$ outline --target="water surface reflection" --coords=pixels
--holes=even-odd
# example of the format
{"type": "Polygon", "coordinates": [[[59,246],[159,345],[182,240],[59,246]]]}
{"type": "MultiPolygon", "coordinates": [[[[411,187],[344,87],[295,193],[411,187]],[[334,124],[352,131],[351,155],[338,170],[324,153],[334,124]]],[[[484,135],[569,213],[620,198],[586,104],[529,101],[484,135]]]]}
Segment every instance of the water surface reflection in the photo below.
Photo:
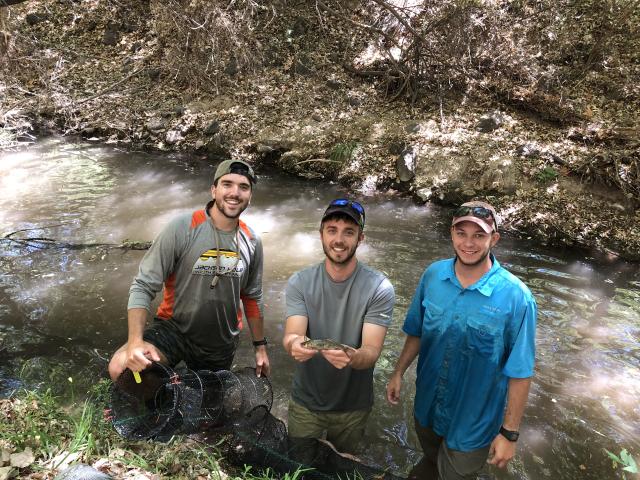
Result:
{"type": "MultiPolygon", "coordinates": [[[[0,158],[3,232],[69,243],[151,240],[180,212],[208,200],[212,168],[178,156],[134,154],[50,141],[0,158]],[[47,228],[45,228],[47,227],[47,228]]],[[[245,220],[265,249],[266,333],[276,400],[286,415],[293,360],[281,349],[284,286],[322,259],[318,221],[336,185],[261,172],[245,220]]],[[[406,472],[419,453],[411,425],[415,370],[404,400],[389,407],[384,387],[403,344],[401,324],[424,268],[451,253],[446,209],[376,196],[367,207],[359,257],[395,285],[397,306],[375,372],[376,407],[367,456],[406,472]]],[[[19,236],[19,235],[17,235],[19,236]]],[[[52,249],[0,243],[0,394],[70,375],[91,384],[126,337],[130,281],[144,252],[52,249]]],[[[537,370],[510,474],[496,478],[600,479],[614,476],[603,448],[640,453],[640,274],[506,236],[498,259],[520,276],[539,305],[537,370]]],[[[237,365],[252,359],[245,332],[237,365]]]]}

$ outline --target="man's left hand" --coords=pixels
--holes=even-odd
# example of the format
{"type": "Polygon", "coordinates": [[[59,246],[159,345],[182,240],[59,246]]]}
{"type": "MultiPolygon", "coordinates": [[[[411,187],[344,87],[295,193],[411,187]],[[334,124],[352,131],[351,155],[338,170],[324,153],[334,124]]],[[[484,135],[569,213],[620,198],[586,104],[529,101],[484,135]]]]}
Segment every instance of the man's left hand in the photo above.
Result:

TASK PROMPT. The goal is an exact reprint of the entries, leaving out the pictures.

WRITTEN SOLUTION.
$ outline --target="water surface reflection" --coords=pixels
--holes=even-odd
# example of the format
{"type": "Polygon", "coordinates": [[[59,246],[159,345],[182,240],[59,246]]]}
{"type": "MultiPolygon", "coordinates": [[[[411,187],[344,87],[295,193],[411,187]],[[334,124],[352,131],[351,155],[338,170],[324,153],[334,124]]],[[[484,135],[569,213],[620,198],[586,104],[529,101],[484,135]]]]}
Segment every instance of the water surface reflection in the photo below.
Photo:
Result:
{"type": "MultiPolygon", "coordinates": [[[[0,158],[3,232],[69,243],[151,240],[180,212],[208,200],[212,168],[178,156],[134,154],[50,141],[0,158]],[[47,228],[45,228],[47,227],[47,228]]],[[[245,220],[265,249],[266,333],[276,400],[286,415],[293,360],[281,349],[284,286],[322,259],[318,221],[336,185],[261,172],[245,220]]],[[[406,472],[419,453],[411,425],[415,370],[404,400],[389,407],[384,387],[403,344],[401,324],[424,268],[451,253],[446,209],[376,196],[367,207],[359,257],[395,285],[397,306],[375,372],[376,407],[367,456],[406,472]]],[[[19,236],[19,235],[17,235],[19,236]]],[[[52,249],[0,243],[0,394],[70,375],[91,384],[126,337],[130,281],[144,252],[52,249]]],[[[537,370],[510,474],[496,478],[600,479],[614,476],[603,448],[640,453],[640,274],[506,236],[498,259],[520,276],[539,305],[537,370]]],[[[237,365],[252,359],[245,332],[237,365]]]]}

$ outline --target="man's left hand" --coords=pixels
--holes=even-odd
# example of the format
{"type": "Polygon", "coordinates": [[[59,246],[159,345],[182,240],[59,246]]]}
{"type": "MultiPolygon", "coordinates": [[[[411,187],[344,87],[295,193],[411,187]],[[334,124],[352,131],[351,155],[338,170],[324,153],[334,124]]],[[[484,135],[569,213],[620,198],[586,104],[529,101],[484,135]]]]}
Segment every instance of the man's left hand in the photo above.
Result:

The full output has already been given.